_Consigne:_ Recopiez à l'identique, dans la lettre à l'abbé d'Olivet, le passage allant de « Vous avez donc » jusqu'à « un ouvrage utile. » inclus.

_Texte du document:_
CORRESPONDANCE - Année 1762 - Partie 4

Publié le par loveVoltaire

1762---4.jpg

Photo de PAPAPOUSS

 

 

 

 

 

à M. l’abbé d’Olivet.

 

Aux Délices, 26 Janvier 1762.

 

 

          Mon cher doyen il arrive toujours quelque contre-temps dans le monde. M. d’Argental confesse avoir égaré votre lettre du 29 de décembre, pendant près d’un mois. Je la reçois aujourd’hui, et je vous souhaite la bonne année, quoique ce soit un peu tard. Vivamus, Olivete, et amemus. J’en dis autant à mes anciens camarades MM. de La Marche et de Pelot. Je vous assure que j’aurais voulu être de votre dîner, eussiez-vous dit du bien de moi à mon nez ; mais, après cette orgie, je serais reparti au plus vite pour les bords de mon beau lac. Je vous avoue que la vie que j’y mène est délicieuse ; c’est au bonheur dont je jouis que je dois la conservation de ma frêle machine. Il est vrai que j’ai actuellement un petit accès de fièvre qui m’empêche de vous écrire de ma main ; mais, malgré ma fièvre, je me crois le plus heureux des hommes.

 

          Vous avez donc présenté votre Dictionnaire (1) au roi, qui ne manquera pas de le lire d’un bout à l’autre. Je me flatte que mes confrères auront la bonté de lire mes remarques sur Héraclius, et de m’en dire leur avis. Rien ne m’est plus utile que ces consultations ; elles me mettent en garde contre moi-même, elles m’ouvrent les yeux sur bien des choses, et elles pourront enfin me faire composer un ouvrage utile.

_Lignes de données:_
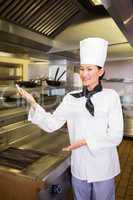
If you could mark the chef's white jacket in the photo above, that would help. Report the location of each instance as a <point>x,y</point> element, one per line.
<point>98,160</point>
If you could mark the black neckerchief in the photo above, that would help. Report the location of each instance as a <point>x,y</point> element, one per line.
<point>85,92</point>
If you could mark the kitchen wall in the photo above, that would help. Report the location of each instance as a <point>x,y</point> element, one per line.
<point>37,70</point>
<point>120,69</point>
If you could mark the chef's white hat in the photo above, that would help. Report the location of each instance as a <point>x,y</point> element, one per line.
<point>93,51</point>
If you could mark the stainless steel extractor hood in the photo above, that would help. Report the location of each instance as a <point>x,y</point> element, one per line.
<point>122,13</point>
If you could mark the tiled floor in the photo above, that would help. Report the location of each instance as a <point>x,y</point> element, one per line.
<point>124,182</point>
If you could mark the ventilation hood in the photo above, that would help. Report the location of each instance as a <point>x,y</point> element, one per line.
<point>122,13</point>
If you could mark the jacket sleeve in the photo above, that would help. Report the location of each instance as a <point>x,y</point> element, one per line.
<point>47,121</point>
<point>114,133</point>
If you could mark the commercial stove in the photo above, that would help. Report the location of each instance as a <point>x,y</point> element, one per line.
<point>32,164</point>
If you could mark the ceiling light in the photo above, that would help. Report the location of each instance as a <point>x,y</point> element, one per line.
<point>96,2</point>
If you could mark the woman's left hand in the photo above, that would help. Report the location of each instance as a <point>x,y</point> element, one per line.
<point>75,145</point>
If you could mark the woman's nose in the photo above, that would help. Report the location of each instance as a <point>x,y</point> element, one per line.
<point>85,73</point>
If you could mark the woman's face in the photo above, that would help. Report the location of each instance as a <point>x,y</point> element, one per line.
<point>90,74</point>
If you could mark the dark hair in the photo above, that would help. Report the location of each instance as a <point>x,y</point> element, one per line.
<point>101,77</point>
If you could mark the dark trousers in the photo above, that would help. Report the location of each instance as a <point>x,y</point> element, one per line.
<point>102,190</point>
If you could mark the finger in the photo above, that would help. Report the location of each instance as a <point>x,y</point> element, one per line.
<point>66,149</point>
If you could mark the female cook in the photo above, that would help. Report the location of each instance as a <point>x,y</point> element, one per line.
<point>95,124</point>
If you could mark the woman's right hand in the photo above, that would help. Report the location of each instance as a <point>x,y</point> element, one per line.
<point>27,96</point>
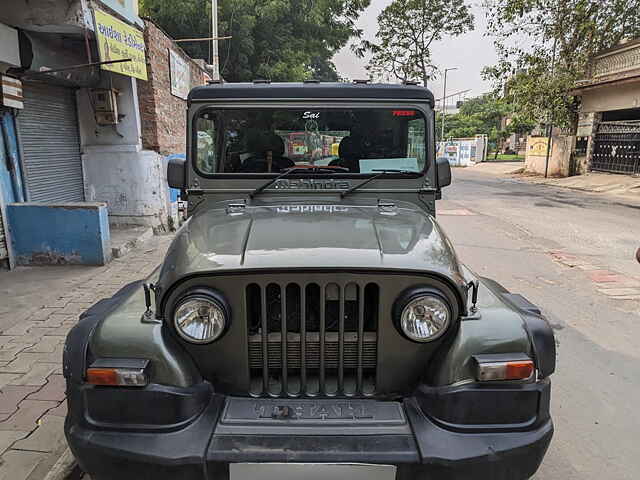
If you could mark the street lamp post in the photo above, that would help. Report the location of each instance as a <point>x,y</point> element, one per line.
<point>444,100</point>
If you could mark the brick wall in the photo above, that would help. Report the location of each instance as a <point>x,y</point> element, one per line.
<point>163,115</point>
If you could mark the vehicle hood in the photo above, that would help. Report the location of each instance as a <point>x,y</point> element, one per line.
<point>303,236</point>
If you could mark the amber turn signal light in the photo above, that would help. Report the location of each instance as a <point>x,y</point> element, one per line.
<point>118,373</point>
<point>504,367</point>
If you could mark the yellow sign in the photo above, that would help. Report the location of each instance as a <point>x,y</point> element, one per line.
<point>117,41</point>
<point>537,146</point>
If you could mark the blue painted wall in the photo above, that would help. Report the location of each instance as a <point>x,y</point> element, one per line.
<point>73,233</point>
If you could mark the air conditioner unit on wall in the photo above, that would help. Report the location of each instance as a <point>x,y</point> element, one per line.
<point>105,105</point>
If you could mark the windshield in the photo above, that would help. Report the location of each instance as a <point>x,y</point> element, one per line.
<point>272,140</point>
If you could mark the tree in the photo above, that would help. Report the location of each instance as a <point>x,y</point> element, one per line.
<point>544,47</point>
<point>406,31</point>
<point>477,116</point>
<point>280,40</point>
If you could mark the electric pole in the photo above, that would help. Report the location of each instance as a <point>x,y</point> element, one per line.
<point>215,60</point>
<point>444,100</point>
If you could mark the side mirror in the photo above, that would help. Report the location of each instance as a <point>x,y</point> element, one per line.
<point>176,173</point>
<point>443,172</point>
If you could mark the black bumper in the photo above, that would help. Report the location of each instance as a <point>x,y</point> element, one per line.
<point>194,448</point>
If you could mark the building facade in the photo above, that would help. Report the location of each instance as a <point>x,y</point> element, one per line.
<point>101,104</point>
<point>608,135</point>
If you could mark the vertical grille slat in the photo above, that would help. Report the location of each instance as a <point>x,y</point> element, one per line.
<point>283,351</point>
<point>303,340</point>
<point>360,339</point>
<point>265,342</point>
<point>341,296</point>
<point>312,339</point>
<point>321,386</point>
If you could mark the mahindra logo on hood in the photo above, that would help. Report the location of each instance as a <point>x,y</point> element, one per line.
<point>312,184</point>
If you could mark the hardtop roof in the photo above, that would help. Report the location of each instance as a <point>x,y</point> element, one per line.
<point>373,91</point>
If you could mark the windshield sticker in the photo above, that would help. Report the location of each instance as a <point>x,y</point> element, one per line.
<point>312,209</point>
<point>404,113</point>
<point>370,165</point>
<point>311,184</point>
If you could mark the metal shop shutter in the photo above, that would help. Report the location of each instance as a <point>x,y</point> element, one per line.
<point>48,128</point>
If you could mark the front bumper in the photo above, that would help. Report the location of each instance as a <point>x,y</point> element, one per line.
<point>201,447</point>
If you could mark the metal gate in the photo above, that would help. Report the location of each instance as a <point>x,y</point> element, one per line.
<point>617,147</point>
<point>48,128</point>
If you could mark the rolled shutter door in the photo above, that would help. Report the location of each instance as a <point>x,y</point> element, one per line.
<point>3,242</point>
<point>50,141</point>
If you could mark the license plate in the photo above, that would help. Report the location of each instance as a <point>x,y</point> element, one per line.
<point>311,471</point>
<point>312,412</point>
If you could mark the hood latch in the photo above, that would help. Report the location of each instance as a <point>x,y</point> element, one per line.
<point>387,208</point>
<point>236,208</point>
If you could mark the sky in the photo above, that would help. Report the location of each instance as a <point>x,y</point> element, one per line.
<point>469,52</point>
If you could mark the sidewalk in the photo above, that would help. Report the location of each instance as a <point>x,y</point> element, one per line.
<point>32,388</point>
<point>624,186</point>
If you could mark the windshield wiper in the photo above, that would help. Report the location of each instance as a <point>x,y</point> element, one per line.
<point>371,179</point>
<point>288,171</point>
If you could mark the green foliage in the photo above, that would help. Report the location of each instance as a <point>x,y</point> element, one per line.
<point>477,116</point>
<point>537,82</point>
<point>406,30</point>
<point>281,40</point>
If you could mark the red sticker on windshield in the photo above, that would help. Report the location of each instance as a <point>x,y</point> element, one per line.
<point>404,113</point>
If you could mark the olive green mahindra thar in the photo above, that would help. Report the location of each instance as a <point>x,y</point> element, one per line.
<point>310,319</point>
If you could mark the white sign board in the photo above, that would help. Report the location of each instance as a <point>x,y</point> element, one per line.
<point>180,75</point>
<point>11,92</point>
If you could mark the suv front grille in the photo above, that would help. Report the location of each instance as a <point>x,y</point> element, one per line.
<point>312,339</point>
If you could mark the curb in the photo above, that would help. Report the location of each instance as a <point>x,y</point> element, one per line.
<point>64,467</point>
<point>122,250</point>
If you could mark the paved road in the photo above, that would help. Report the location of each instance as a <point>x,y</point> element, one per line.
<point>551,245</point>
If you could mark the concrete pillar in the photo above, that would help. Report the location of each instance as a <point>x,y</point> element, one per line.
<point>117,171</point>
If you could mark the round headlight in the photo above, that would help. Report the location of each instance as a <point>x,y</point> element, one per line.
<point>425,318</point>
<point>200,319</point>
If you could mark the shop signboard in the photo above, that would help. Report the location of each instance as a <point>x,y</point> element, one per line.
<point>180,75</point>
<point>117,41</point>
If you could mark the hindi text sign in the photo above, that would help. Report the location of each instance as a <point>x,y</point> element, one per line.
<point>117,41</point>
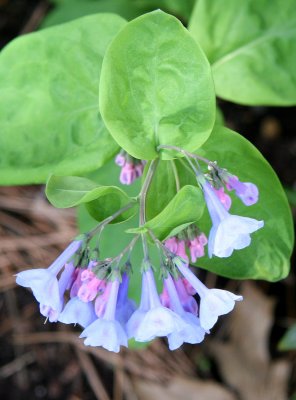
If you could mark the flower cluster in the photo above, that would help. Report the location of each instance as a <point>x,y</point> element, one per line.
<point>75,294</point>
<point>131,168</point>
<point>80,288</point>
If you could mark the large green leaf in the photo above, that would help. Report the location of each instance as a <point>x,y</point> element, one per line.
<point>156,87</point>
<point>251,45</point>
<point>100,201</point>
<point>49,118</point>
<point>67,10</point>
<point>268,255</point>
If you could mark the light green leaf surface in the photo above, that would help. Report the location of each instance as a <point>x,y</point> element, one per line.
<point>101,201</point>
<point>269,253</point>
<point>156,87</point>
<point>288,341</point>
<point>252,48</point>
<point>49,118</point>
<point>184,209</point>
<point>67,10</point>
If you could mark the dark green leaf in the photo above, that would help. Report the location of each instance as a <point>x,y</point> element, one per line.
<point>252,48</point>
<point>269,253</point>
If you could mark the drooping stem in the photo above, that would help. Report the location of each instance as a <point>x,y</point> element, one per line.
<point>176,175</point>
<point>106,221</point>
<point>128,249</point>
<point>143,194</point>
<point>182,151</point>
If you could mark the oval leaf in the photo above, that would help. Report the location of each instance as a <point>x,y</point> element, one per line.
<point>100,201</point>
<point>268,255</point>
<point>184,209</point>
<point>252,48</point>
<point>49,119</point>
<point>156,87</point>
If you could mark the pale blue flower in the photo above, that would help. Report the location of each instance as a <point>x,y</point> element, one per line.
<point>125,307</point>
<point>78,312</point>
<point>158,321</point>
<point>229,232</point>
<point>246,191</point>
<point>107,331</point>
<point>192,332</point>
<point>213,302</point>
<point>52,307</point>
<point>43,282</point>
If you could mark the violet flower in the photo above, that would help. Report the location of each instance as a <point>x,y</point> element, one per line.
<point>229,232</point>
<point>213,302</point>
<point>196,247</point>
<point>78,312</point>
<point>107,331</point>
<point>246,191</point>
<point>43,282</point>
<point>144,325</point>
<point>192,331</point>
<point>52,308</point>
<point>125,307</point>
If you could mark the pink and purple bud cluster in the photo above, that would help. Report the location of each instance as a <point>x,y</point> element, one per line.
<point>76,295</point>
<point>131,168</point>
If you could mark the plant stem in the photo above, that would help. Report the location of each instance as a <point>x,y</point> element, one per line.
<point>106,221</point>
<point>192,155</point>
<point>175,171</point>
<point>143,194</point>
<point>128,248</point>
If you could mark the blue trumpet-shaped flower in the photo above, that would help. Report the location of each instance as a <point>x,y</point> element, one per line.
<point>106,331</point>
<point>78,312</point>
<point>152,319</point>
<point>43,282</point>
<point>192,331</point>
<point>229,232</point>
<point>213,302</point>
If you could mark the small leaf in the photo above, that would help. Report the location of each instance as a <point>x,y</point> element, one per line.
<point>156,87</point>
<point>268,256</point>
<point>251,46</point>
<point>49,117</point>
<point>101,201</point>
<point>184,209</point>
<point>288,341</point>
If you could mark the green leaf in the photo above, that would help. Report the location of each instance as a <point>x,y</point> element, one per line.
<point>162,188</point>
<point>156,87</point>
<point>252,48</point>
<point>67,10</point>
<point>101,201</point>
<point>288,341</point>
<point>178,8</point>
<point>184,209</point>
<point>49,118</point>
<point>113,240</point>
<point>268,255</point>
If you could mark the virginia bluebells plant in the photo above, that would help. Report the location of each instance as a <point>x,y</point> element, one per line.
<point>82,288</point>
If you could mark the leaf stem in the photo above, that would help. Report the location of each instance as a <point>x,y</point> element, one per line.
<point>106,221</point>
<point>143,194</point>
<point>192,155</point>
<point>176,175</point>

_Corrigé:_
Vous avez donc présenté votre Dictionnaire (1) au roi, qui ne manquera pas de le lire d’un bout à l’autre. Je me flatte que mes confrères auront la bonté de lire mes remarques sur Héraclius, et de m’en dire leur avis. Rien ne m’est plus utile que ces consultations ; elles me mettent en garde contre moi-même, elles m’ouvrent les yeux sur bien des choses, et elles pourront enfin me faire composer un ouvrage utile.